Excerto apresentado:
-- -- --

K. Carecem, todavia, os recorrentes de razão, primeiro, porque desconhecem a figura da anulação parcial, sendo que, como se demonstrou supra, é doutrina e jurisprudência comummente aceite que a liquidação é um acto divisível e, portanto, susceptível de anulação parcial;
L. Segundo, porque confundem os Recorrentes uma anulação parcial decorrente duma mera operação aritmética (a diferença a imputar como incremento patrimonial deixou de ser o rendimento liquido para ser o rendimento bruto, ou “declarado”), com um juízo estritamente administrativo subtraído ao poder judicial, face ao princípio da separação de poderes.
M. Se assim fosse, então muito menos seriam susceptíveis de anulação as determinações de matéria tributável em obediência, por exemplo, ao disposto no artigo 89.º-A, n.º 4, da LGT, mas em que existem justificações parciais dos incrementos patrimoniais, como, comummente, são.

-- -- --

O que se pede:
**A)** De acordo com o excerto sobre a liquidação, que tipo de acto a doutrina e a jurisprudência comummente consideram que a liquidação é?
**B)** Indique se cada afirmação concorda com o excerto sobre a liquidação, respondendo sim ou não e citando as palavras que decidem: (i) a liquidação é tida como um acto divisível; (ii) na anulação parcial referida, a diferença passou a ser o rendimento líquido em vez do rendimento bruto; (iii) é mencionado o artigo 89.º-A, n.º 4, da LGT.
**C)** Escreva a continuação do excerto sobre a liquidação a partir da última frase.
O material não tem relação com o excerto sobre a liquidação.

-- -- --

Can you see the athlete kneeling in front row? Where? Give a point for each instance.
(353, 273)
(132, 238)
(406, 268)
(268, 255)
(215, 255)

-- -- --

Respostas:
**A)** Um acto divisível e, portanto, susceptível de anulação parcial.

**B)**
(i) Sim: "a liquidação é um acto divisível"
(ii) Não: "deixou de ser o rendimento liquido para ser o rendimento bruto, ou “declarado”"
(iii) Sim: "ao disposto no artigo 89.º-A, n.º 4, da LGT"

**C)**
N. A divergência não justificada é aferida não a partir do incremento patrimonial não justificado, mas sim do rendimento declarado, como é, claramente perceptível da redacção em vigor à data dos factos do artigo 87.º, al. f), da LGT: «Existência de uma divergência não justificada de, pelo menos, um terlo entre os rendimentos declarados e o acréscimo de património ou o consumo evidenciados pelo sujeito passivo no mesmo período de tributação.»
O. Assim, considerando (bem) os rendimentos brutos declarados – quanto ao ano de 2005 – num total de 97.250,74€, existirá susceptibilidade de aplicação daquela disposição a partir do momento em que o sujeito passivo apresente incrementos patrimoniais superiores a 129.667,65€ (97.250,74€ acrescidos de um terço desse valor).
P. Disto mesmo, deu conta ao Recorrente a douta decisão ora recorrida, em termos que não podem, pois, merecer qualquer reparo.
Q. Alegam os Recorrentes que o seu direito de audição – que não exerceram – não correspondeu a um efectivo exercício de audiência prévia por, no Relatório Final, terem sido aduzidos novos factos sobre os quais não teve oportunidade de se pronunciar.
R. Contudo, tais “factos novos”, decorrem de um lapso, explicado no próprio Relatório Final de Inspecção, onde se pode ler: «No quadro constante da página 12 do relatório, por lapso foi mencionado como rendimento da categoria G, no exercício de 2009. O montante de € 22.000,00. No entanto, este montante respeita a rendimentos da categoria A e não a rendimentos da categoria G. tal inexactidão não interfere com o total de rendimentos declarados no exercício de 2009, conforme se demonstra no quadro seguinte (…)«, onde tal facto se ilustra.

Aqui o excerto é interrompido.